* _Set problem_
Reproduce everything from the line containing "concrete planter, writing one line per instance." down to the end of the rows below, both ends included, and leave the requests unchanged. In the answers, multiply every coordinate by 0.65 and round each result to a whole number, with halves rounded up.

-- BEGIN --

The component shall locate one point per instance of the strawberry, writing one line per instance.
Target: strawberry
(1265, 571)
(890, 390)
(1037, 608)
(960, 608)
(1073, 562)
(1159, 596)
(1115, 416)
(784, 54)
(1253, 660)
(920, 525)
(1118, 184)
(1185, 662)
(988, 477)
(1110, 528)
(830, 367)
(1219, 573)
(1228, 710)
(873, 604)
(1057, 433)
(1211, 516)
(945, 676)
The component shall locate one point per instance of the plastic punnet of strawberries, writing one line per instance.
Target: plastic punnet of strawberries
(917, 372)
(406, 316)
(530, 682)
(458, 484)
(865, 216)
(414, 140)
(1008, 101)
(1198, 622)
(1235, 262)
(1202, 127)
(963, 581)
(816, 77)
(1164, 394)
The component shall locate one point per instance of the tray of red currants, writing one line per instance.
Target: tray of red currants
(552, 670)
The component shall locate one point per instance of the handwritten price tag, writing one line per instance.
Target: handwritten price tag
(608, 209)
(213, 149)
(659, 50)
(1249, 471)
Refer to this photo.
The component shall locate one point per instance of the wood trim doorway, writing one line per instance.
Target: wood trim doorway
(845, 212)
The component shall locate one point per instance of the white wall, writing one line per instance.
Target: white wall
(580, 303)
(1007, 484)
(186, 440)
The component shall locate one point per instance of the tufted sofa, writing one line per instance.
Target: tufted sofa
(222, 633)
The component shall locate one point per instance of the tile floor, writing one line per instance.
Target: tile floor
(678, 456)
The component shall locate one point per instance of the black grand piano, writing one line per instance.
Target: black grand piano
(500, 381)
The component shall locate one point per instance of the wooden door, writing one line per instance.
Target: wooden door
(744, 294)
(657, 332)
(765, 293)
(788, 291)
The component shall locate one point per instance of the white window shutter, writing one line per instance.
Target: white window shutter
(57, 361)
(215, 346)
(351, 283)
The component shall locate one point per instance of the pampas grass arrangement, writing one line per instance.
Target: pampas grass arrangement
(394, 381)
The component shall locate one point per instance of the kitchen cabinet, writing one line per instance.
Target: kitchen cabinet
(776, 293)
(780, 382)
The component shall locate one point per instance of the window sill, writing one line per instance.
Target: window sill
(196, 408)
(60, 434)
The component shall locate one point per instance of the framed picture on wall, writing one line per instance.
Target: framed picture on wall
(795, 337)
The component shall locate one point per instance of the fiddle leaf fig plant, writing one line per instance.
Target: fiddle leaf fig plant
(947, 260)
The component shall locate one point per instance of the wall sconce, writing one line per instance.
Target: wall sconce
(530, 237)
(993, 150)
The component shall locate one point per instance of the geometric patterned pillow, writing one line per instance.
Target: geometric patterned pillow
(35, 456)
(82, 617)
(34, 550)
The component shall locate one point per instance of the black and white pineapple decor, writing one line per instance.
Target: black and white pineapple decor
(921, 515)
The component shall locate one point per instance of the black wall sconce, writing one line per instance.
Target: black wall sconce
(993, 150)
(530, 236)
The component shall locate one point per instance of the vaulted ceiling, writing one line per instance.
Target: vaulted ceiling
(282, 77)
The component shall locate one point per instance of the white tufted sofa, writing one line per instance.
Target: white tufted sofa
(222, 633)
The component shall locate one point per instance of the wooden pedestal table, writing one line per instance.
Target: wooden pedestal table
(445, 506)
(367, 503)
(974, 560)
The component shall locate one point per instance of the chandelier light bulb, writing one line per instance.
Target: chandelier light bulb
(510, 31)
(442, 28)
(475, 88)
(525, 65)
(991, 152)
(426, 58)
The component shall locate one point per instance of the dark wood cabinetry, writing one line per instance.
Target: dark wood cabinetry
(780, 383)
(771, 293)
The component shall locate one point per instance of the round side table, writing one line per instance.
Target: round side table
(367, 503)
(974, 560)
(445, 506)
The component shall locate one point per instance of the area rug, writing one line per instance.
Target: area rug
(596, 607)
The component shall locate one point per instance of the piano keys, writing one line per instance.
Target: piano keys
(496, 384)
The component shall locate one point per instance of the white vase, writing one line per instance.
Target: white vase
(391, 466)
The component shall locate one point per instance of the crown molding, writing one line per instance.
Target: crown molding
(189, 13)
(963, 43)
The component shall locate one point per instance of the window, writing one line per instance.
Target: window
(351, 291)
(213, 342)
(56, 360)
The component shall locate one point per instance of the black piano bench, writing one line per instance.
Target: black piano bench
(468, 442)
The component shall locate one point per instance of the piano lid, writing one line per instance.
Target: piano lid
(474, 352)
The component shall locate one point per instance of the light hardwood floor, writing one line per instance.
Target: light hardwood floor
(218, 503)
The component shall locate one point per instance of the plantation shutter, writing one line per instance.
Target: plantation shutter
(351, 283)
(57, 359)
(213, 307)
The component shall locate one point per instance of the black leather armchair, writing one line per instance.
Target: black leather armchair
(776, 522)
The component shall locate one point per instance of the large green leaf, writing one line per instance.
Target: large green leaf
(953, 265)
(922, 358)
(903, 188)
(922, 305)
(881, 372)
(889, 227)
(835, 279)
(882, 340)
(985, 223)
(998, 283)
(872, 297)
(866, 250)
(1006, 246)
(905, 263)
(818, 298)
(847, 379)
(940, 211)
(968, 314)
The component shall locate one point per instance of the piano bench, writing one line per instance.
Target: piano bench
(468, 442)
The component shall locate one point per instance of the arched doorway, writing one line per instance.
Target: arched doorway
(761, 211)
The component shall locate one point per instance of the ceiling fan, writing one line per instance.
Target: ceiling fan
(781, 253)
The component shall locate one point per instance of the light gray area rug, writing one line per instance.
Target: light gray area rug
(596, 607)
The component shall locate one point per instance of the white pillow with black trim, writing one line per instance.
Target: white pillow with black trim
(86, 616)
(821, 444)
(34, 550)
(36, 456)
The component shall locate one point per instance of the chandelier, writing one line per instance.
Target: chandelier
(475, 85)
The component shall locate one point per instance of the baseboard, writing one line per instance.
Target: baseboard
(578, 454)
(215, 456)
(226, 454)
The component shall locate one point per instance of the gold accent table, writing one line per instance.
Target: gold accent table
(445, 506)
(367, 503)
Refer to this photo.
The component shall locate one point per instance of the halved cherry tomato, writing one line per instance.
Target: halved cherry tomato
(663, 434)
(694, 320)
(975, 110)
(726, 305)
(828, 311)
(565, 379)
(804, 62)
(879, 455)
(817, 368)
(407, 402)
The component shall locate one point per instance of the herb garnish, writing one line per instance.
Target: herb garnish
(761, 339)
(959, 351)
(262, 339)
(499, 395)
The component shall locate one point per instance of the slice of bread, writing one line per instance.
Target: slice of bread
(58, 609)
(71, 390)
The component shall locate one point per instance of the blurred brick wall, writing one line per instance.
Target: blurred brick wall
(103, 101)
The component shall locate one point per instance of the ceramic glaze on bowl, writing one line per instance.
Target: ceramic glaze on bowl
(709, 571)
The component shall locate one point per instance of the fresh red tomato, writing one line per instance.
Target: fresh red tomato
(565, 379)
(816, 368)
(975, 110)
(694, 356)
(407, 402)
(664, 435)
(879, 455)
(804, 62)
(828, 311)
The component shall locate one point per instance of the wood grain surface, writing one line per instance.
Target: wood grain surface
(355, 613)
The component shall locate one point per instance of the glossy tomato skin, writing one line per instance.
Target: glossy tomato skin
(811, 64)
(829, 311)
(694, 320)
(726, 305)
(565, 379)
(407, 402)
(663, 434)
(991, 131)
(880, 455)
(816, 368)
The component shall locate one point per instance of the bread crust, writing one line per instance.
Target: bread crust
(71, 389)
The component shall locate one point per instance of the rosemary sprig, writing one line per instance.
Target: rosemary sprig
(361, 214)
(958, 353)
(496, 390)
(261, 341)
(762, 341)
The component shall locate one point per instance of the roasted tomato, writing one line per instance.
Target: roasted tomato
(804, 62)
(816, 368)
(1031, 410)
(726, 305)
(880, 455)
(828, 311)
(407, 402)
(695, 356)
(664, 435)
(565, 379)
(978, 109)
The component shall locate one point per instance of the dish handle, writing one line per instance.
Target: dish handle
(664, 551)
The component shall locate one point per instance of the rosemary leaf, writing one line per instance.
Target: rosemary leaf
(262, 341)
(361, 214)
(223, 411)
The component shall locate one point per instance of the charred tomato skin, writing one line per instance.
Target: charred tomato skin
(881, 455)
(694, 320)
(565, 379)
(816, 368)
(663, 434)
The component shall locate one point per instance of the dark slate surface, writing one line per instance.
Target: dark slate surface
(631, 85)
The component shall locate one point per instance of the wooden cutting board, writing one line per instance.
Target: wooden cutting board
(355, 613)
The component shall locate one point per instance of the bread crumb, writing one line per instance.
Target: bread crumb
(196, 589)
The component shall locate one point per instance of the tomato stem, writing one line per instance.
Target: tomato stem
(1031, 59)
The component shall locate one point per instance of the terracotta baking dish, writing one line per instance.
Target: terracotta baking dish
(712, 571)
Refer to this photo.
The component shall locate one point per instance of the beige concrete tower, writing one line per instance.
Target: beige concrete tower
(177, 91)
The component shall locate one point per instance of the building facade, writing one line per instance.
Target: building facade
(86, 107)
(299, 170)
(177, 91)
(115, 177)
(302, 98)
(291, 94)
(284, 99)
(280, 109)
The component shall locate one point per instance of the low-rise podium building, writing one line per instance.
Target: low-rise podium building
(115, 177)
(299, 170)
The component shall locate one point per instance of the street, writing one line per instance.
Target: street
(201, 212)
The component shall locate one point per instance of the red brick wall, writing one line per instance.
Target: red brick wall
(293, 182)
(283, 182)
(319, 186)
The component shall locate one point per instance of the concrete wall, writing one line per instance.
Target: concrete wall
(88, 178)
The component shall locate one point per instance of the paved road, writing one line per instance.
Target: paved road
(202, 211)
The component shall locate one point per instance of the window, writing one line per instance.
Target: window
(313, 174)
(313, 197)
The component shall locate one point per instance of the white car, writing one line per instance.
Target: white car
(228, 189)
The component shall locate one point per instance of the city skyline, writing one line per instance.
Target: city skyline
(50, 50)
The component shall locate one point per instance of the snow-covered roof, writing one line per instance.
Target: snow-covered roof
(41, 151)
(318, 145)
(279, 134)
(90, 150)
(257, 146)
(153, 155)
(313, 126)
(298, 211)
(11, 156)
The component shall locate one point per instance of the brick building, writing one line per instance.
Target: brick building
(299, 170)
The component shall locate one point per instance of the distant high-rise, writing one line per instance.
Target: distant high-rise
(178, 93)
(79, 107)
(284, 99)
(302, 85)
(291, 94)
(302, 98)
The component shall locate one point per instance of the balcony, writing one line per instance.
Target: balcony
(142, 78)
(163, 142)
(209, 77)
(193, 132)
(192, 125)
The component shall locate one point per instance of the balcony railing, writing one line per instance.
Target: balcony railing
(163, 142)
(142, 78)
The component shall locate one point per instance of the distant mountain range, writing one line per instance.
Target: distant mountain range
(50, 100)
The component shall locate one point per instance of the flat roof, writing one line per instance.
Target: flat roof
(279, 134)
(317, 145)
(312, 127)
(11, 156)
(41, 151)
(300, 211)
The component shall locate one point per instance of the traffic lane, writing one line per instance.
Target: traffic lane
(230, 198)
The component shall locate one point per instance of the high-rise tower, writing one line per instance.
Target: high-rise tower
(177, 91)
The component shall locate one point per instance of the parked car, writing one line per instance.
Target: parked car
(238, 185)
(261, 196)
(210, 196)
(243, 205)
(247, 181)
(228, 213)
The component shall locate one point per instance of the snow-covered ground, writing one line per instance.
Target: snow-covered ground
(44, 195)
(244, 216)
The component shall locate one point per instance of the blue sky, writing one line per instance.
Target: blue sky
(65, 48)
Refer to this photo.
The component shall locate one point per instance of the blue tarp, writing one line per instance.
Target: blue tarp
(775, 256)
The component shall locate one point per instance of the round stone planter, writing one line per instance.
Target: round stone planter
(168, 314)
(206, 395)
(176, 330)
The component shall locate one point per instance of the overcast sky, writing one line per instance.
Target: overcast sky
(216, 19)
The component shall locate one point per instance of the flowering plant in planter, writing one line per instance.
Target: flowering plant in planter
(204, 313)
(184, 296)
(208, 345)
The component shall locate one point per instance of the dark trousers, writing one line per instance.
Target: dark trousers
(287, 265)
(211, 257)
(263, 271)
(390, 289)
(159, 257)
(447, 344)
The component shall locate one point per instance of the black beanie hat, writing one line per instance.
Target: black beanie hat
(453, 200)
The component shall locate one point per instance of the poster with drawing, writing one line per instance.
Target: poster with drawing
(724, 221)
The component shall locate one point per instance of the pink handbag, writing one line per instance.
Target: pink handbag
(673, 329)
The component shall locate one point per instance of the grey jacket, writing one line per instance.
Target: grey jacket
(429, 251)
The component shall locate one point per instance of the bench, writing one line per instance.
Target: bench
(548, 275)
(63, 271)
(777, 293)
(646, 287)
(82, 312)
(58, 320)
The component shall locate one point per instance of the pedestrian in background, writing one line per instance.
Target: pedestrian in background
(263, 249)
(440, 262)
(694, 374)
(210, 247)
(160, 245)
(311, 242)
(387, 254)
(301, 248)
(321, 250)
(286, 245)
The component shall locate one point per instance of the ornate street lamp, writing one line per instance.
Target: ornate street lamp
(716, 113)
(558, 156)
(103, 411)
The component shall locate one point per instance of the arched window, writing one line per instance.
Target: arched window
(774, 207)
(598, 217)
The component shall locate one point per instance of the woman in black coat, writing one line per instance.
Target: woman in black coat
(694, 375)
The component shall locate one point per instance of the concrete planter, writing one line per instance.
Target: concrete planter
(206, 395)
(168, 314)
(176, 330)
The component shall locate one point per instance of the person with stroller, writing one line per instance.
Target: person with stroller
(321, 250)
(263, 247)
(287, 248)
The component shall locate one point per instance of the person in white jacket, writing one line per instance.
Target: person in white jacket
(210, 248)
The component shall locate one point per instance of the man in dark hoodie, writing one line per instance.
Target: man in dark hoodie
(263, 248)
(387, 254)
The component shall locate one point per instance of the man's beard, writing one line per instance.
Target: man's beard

-- END --

* _Solution to this problem_
The component shall locate one point per instance of the concrete planter, writing one line per instance.
Target: concrete planter
(134, 257)
(109, 204)
(114, 215)
The component shall locate one point per instance of the person with stroller, writing one line per instance.
Target: person with stroller
(209, 163)
(171, 161)
(187, 161)
The component shall locate one point per instance of the person in white jacket, writing one line per instance.
Target: person in white jacket
(137, 161)
The component shall locate one point per instance of the man in dark hoodie, writing one line per instance.
Target: man in dark hoodie
(171, 161)
(252, 165)
The component shall locate one point per instance of the man's beard, writing one line per instance.
Target: man's beard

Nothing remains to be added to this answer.